■ What to do:
• 1. In the news article on Iran sanctions below, condense the paragraph beginning "The major-power agreement includes" into a short bulleted list that keeps its main facts.
• 2. Extend the news article on Iran sanctions below by writing one or two further paragraphs that pick up after its final sentence.

■ Extract to read:
========================
Thursday 15 March 2007

Big powers agree on Iran sanctions

UNITED NATIONS (Reuters) - Ambassadors from six major powers announced an agreement on Thursday to impose new sanctions on Iran for its nuclear programs and sent the text to the 15-nation U.N. Security Council for a vote.

Iranian President Mahmoud Ahmadinejad, however, dismissed any new U.N. sanctions resolution as a "torn piece of paper" that would not stop Tehran's nuclear work.

The measure, which may be adopted next week, would penalize Tehran for refusing to suspend uranium enrichment. Enriched uranium can be used in nuclear bombs or for peaceful ends.

The major-power agreement includes a ban on Iranian arms exports, an assets freeze on individuals and firms involved in Tehran's nuclear and ballistic missile programs and a call to nations and institutions to bar new grants or loans. A copy of the document was obtained by Reuters.

"We have confirmed we have an agreement on the text," Britain's U.N. Ambassador Emyr Jones Parry announced after consultations with his counterparts from the United States, France, Russia, China and Germany.

"The United Kingdom will introduce that text," he said.

Alejandro Wolff, a U.S. ambassador told reporters, "I'm satisfied with the compromise outcome," which was sent to governments of the six countries on Wednesday night.
========================
Source data
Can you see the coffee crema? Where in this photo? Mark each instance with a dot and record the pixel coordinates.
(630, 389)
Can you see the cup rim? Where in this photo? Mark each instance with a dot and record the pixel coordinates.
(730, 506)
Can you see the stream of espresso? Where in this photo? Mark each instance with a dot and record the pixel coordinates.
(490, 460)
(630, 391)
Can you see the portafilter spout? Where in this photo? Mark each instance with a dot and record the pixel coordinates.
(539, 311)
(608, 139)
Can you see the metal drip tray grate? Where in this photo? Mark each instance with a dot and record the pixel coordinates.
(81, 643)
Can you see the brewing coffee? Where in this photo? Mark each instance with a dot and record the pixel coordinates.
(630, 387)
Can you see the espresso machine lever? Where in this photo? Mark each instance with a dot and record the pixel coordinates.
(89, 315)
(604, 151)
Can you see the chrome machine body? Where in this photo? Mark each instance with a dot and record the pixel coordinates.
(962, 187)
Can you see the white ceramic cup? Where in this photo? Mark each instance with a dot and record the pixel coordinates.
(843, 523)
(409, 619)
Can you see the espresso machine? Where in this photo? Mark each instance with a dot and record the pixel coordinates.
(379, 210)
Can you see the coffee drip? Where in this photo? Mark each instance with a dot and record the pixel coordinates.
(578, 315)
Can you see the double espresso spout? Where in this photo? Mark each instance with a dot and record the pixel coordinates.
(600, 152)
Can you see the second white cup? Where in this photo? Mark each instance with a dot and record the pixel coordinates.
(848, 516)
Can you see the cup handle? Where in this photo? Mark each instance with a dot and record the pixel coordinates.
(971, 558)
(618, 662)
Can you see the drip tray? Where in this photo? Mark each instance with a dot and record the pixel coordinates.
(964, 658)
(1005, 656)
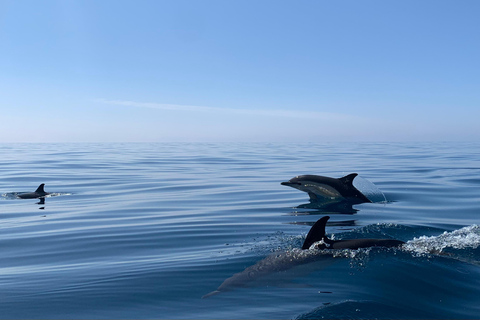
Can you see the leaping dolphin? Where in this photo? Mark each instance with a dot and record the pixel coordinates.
(39, 193)
(278, 263)
(320, 187)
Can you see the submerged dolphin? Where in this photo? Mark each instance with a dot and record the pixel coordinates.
(39, 193)
(278, 263)
(320, 187)
(317, 233)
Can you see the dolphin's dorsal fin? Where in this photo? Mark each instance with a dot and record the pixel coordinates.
(348, 179)
(40, 188)
(316, 233)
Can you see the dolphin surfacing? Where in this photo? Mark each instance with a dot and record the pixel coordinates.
(39, 193)
(308, 257)
(320, 188)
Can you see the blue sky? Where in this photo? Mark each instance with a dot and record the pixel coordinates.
(280, 71)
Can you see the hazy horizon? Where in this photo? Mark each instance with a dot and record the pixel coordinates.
(224, 71)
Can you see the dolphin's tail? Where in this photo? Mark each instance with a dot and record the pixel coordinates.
(316, 233)
(211, 294)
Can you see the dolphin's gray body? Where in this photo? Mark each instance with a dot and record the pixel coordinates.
(317, 233)
(326, 188)
(39, 193)
(281, 262)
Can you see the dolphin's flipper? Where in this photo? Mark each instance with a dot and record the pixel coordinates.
(316, 233)
(40, 188)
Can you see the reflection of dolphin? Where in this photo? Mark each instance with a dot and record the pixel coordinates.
(33, 195)
(325, 188)
(317, 233)
(279, 263)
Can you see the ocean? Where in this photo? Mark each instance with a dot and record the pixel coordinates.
(146, 230)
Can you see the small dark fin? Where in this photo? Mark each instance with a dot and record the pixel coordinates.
(348, 179)
(40, 188)
(316, 233)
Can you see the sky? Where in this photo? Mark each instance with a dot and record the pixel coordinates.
(239, 71)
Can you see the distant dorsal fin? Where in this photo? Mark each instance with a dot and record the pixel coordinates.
(316, 233)
(348, 179)
(40, 188)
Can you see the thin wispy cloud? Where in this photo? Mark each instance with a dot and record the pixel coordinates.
(299, 114)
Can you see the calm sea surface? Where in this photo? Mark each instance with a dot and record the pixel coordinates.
(146, 230)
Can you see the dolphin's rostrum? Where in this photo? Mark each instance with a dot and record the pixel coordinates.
(39, 193)
(326, 188)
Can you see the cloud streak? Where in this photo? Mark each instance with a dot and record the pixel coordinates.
(297, 114)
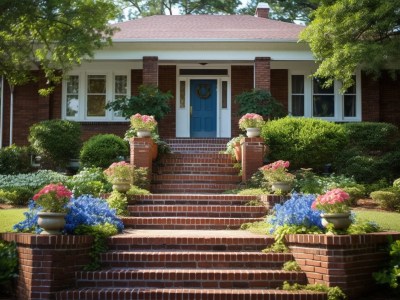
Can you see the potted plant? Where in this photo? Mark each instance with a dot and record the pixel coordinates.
(120, 175)
(53, 200)
(143, 125)
(335, 208)
(251, 123)
(278, 176)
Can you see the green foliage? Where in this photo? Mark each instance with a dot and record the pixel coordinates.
(119, 202)
(340, 51)
(16, 196)
(100, 234)
(304, 142)
(66, 40)
(15, 160)
(102, 150)
(8, 261)
(388, 199)
(334, 293)
(260, 102)
(57, 141)
(149, 101)
(291, 265)
(391, 274)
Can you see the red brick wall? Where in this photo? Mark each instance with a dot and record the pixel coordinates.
(167, 82)
(241, 81)
(280, 86)
(262, 70)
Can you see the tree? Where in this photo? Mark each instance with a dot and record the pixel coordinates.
(347, 34)
(140, 8)
(288, 11)
(51, 35)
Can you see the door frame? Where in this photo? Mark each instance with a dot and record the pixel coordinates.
(182, 112)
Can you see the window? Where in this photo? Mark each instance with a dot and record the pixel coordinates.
(323, 99)
(297, 95)
(86, 95)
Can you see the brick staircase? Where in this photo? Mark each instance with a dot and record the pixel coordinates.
(182, 246)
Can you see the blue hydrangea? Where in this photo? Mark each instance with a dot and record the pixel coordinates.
(84, 210)
(296, 211)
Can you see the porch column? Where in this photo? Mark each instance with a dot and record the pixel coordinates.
(262, 73)
(150, 70)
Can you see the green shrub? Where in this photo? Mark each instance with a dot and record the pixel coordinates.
(57, 141)
(304, 142)
(261, 102)
(119, 202)
(102, 150)
(15, 160)
(389, 200)
(16, 196)
(371, 136)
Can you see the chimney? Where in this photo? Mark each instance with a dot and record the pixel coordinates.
(262, 10)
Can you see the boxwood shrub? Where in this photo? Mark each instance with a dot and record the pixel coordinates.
(102, 150)
(304, 142)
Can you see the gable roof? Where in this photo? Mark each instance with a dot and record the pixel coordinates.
(206, 28)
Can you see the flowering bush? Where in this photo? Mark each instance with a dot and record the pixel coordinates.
(53, 198)
(277, 172)
(251, 121)
(84, 210)
(295, 211)
(333, 201)
(143, 122)
(119, 172)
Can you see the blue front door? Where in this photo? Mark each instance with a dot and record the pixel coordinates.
(203, 104)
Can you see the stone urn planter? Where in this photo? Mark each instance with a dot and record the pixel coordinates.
(285, 187)
(51, 223)
(340, 221)
(143, 133)
(253, 132)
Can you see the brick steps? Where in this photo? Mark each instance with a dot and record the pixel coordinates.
(192, 199)
(189, 240)
(186, 222)
(193, 259)
(184, 294)
(188, 278)
(217, 211)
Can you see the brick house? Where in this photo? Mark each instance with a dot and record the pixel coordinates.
(205, 61)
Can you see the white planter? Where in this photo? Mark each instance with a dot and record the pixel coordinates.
(253, 132)
(143, 133)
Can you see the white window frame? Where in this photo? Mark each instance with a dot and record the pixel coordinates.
(81, 116)
(338, 98)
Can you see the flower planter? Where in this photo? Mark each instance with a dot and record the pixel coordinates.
(121, 186)
(285, 187)
(143, 133)
(51, 223)
(339, 221)
(253, 132)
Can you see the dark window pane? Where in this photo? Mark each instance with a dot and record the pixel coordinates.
(297, 105)
(318, 89)
(323, 106)
(224, 94)
(349, 105)
(297, 84)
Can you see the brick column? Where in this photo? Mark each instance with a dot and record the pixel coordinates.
(141, 154)
(252, 156)
(47, 263)
(262, 73)
(150, 70)
(346, 261)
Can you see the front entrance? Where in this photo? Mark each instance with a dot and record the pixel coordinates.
(203, 108)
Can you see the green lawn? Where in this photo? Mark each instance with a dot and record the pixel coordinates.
(9, 217)
(387, 220)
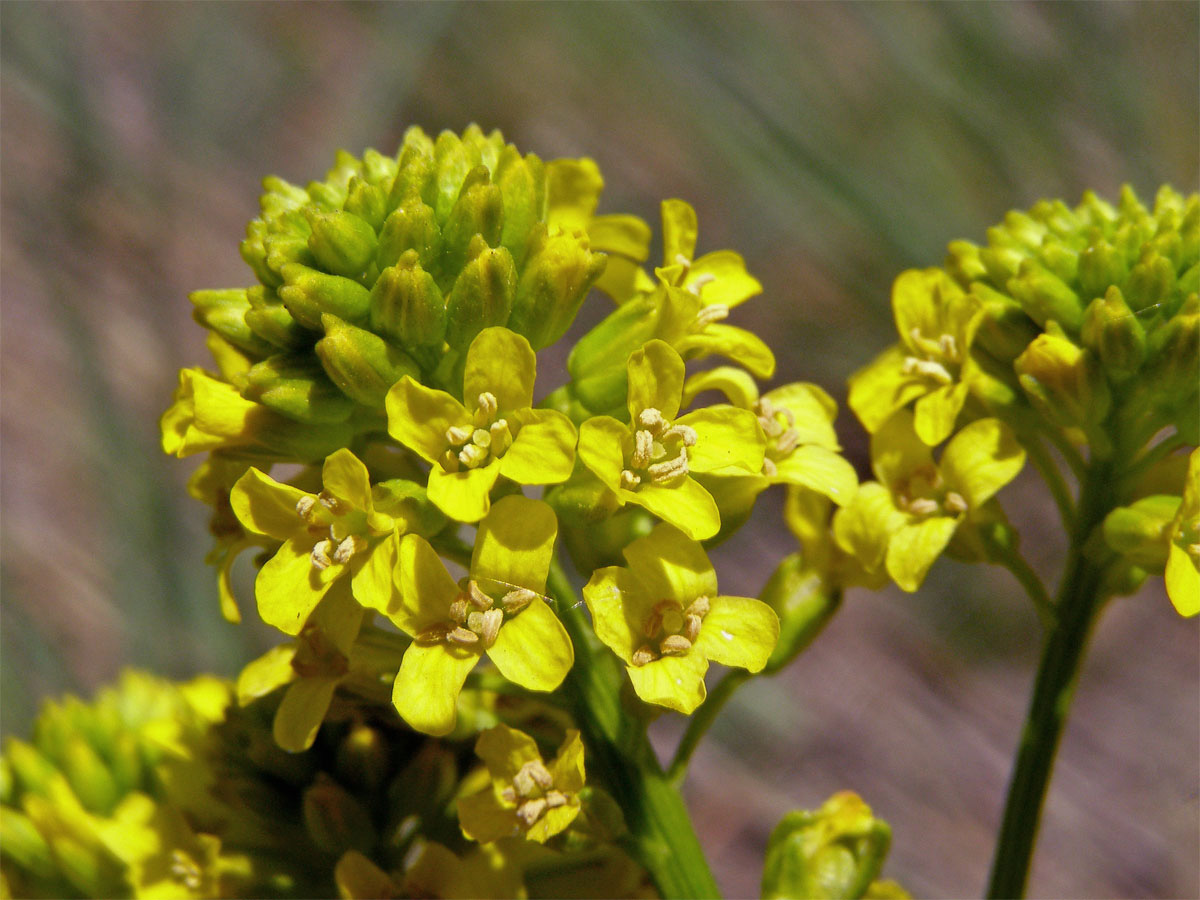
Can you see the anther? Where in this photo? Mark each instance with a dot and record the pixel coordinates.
(319, 555)
(675, 646)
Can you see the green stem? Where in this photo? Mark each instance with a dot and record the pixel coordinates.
(1079, 601)
(702, 720)
(619, 754)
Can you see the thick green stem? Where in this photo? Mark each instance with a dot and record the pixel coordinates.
(619, 754)
(1079, 600)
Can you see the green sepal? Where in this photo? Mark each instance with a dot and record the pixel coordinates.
(295, 385)
(361, 364)
(309, 293)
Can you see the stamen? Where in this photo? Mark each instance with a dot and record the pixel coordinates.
(516, 600)
(675, 646)
(954, 503)
(642, 655)
(319, 555)
(459, 435)
(711, 313)
(348, 547)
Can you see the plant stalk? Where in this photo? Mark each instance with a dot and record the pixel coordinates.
(1078, 604)
(619, 754)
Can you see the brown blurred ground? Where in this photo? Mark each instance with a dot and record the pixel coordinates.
(833, 144)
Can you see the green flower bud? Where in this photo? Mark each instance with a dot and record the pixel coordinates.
(270, 319)
(335, 820)
(309, 294)
(225, 312)
(295, 385)
(361, 364)
(804, 603)
(1099, 267)
(1045, 297)
(834, 852)
(1063, 381)
(479, 211)
(341, 243)
(1114, 334)
(411, 227)
(1141, 531)
(1151, 281)
(558, 275)
(481, 295)
(407, 306)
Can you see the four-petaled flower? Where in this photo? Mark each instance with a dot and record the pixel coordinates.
(469, 449)
(325, 535)
(649, 461)
(937, 323)
(527, 797)
(665, 619)
(498, 610)
(905, 520)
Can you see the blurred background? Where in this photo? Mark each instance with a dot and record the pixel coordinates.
(832, 144)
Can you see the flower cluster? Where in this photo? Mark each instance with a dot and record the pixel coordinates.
(1073, 329)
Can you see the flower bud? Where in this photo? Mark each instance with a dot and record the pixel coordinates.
(335, 820)
(225, 312)
(341, 243)
(1114, 334)
(479, 210)
(309, 293)
(1140, 532)
(411, 227)
(1045, 297)
(270, 319)
(1063, 381)
(1151, 281)
(407, 306)
(1101, 267)
(556, 279)
(481, 295)
(295, 387)
(361, 364)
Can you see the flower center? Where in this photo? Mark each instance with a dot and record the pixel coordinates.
(533, 792)
(779, 425)
(671, 630)
(474, 617)
(327, 515)
(924, 493)
(473, 445)
(659, 453)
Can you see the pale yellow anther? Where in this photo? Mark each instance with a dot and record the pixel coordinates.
(642, 655)
(531, 811)
(923, 507)
(675, 646)
(472, 455)
(459, 435)
(319, 555)
(954, 503)
(490, 625)
(348, 547)
(711, 313)
(463, 636)
(928, 369)
(700, 281)
(517, 599)
(487, 405)
(663, 472)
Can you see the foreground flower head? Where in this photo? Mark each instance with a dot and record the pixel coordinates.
(664, 617)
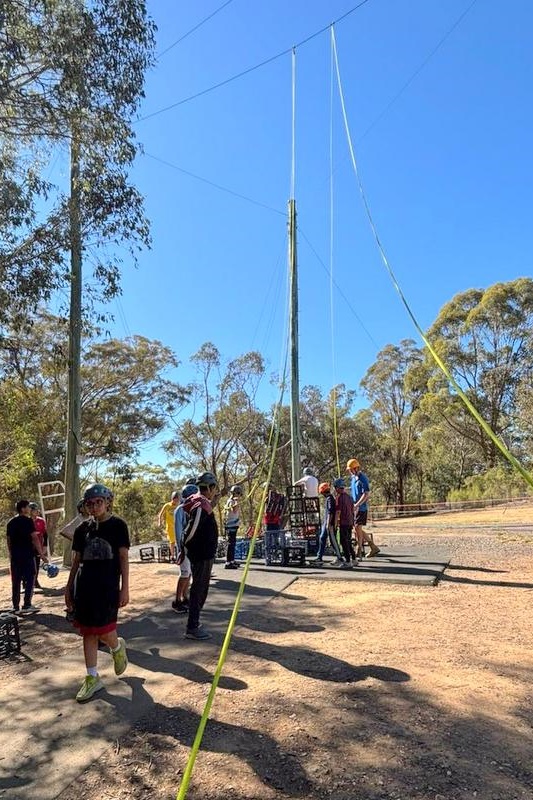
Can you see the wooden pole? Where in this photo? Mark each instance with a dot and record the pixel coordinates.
(295, 379)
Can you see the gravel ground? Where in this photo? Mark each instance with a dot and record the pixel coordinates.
(358, 690)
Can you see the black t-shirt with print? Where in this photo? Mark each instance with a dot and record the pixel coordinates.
(97, 584)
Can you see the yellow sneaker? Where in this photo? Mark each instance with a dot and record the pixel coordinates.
(89, 687)
(120, 657)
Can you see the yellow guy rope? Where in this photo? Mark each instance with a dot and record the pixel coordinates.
(274, 438)
(472, 409)
(331, 237)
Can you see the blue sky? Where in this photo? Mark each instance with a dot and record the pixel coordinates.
(447, 171)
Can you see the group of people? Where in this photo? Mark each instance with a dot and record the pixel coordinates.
(27, 546)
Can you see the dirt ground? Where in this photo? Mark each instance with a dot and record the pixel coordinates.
(350, 690)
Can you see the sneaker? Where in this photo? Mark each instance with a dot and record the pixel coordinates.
(120, 657)
(198, 633)
(89, 687)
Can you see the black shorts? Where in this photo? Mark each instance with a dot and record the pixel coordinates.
(361, 517)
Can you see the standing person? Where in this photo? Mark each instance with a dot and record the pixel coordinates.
(328, 526)
(344, 519)
(232, 514)
(22, 544)
(98, 585)
(360, 493)
(40, 528)
(181, 603)
(67, 531)
(166, 520)
(275, 507)
(200, 545)
(309, 483)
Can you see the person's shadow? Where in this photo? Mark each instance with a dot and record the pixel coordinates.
(276, 768)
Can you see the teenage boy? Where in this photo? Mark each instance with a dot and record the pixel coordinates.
(360, 493)
(200, 545)
(22, 544)
(98, 585)
(344, 521)
(328, 527)
(166, 520)
(181, 603)
(232, 514)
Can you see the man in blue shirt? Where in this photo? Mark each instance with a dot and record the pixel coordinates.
(360, 494)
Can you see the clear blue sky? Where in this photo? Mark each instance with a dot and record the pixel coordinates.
(447, 171)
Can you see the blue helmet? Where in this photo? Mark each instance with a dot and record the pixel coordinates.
(97, 490)
(52, 570)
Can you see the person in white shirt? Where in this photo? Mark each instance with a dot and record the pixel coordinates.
(309, 483)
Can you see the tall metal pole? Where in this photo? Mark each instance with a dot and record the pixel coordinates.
(295, 373)
(72, 468)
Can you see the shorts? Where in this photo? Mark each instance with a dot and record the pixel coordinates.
(185, 568)
(361, 517)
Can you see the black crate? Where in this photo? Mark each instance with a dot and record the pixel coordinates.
(9, 635)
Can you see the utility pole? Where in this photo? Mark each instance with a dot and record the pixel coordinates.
(295, 372)
(72, 467)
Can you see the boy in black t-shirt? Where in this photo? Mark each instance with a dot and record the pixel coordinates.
(98, 584)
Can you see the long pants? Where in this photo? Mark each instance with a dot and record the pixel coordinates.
(328, 530)
(22, 571)
(345, 535)
(201, 573)
(231, 533)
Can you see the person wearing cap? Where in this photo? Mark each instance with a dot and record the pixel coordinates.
(98, 585)
(181, 604)
(309, 483)
(328, 526)
(166, 519)
(360, 493)
(344, 520)
(232, 512)
(200, 545)
(40, 527)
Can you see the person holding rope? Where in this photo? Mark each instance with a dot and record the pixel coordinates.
(360, 493)
(98, 585)
(232, 512)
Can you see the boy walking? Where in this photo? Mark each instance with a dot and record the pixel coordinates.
(200, 545)
(98, 585)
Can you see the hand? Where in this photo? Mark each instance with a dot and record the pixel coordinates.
(68, 600)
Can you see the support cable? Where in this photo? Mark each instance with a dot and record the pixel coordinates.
(440, 363)
(331, 251)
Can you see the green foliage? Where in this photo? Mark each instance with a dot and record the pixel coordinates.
(498, 483)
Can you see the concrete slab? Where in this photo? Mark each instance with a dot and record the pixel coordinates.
(47, 739)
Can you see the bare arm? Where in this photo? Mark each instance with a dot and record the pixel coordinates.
(38, 546)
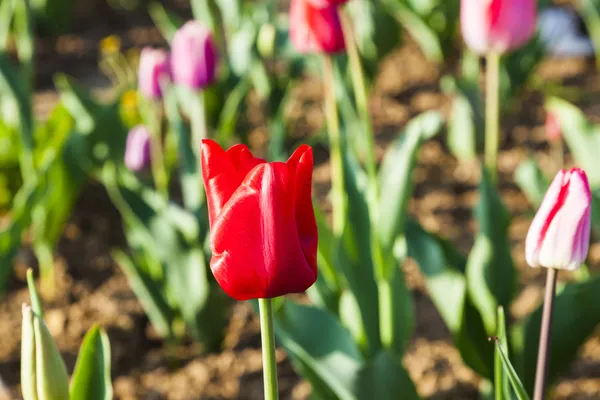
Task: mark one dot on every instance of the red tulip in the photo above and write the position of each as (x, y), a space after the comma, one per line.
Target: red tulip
(263, 230)
(497, 25)
(327, 3)
(315, 29)
(559, 235)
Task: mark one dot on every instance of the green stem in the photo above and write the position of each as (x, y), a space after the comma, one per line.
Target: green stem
(361, 97)
(386, 312)
(157, 161)
(492, 114)
(199, 129)
(335, 148)
(268, 348)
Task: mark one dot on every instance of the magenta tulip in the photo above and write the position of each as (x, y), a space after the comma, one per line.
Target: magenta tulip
(497, 25)
(559, 235)
(154, 67)
(137, 149)
(193, 56)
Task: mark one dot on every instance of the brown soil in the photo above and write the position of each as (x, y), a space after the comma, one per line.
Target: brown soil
(91, 288)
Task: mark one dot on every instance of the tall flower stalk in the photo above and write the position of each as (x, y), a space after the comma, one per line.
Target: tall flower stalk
(558, 239)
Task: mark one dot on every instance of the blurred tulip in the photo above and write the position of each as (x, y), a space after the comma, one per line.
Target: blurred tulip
(263, 231)
(154, 66)
(497, 25)
(327, 3)
(137, 149)
(315, 29)
(552, 126)
(43, 372)
(559, 235)
(193, 56)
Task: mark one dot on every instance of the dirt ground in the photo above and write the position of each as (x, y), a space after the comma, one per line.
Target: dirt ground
(91, 288)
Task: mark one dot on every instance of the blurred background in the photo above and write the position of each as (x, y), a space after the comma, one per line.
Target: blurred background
(83, 62)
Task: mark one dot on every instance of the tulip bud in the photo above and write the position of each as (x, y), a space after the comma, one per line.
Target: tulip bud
(137, 149)
(43, 372)
(553, 128)
(559, 235)
(193, 56)
(497, 25)
(315, 29)
(154, 67)
(265, 42)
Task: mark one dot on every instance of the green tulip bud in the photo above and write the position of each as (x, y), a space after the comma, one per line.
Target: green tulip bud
(43, 372)
(266, 40)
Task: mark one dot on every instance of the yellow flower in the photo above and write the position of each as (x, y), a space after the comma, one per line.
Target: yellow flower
(110, 45)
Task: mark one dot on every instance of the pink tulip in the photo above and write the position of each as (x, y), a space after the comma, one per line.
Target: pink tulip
(552, 126)
(315, 29)
(497, 25)
(193, 56)
(137, 149)
(327, 3)
(154, 66)
(559, 235)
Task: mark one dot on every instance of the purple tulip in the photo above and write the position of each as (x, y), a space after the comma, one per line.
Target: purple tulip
(154, 66)
(137, 149)
(193, 56)
(559, 235)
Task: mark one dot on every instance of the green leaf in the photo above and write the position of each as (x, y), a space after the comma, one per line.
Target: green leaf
========================
■ Responses:
• 1.
- The agreement bans Iranian arms exports.
- It freezes the assets of individuals and firms involved in Tehran's nuclear and ballistic missile programs.
- It calls on nations and institutions to bar new grants or loans to Iran.
- Reuters obtained a copy of the document.

• 2.
"There are lots of things that we would have wanted handled differently," he said, "I think that's a fair statement that would apply to every member."

The new measures follow a resolution adopted in December that imposed trade sanctions on Iran's sensitive nuclear materials and technology, and froze the assets of some Iranian individuals and companies. Iran, which insists its nuclear program is for peaceful uses only, ignored a February 21 deadline to suspend enrichment or face further action.

A key new element is a new list of individuals and entities subject to financial sanctions, such as firms owned by Iran's Revolutionary Guards Corp. and the state-owned Bank Sepah.

The text says Iran is banned from exporting any conventional weapons. But the measure calls on states to "exercise vigilance and restraint" in shipping any heavy weapons to Tehran.

The measure would suspend the sanctions if Iran complies with the council's demands within 60 days. If Tehran does not, further action would be considered.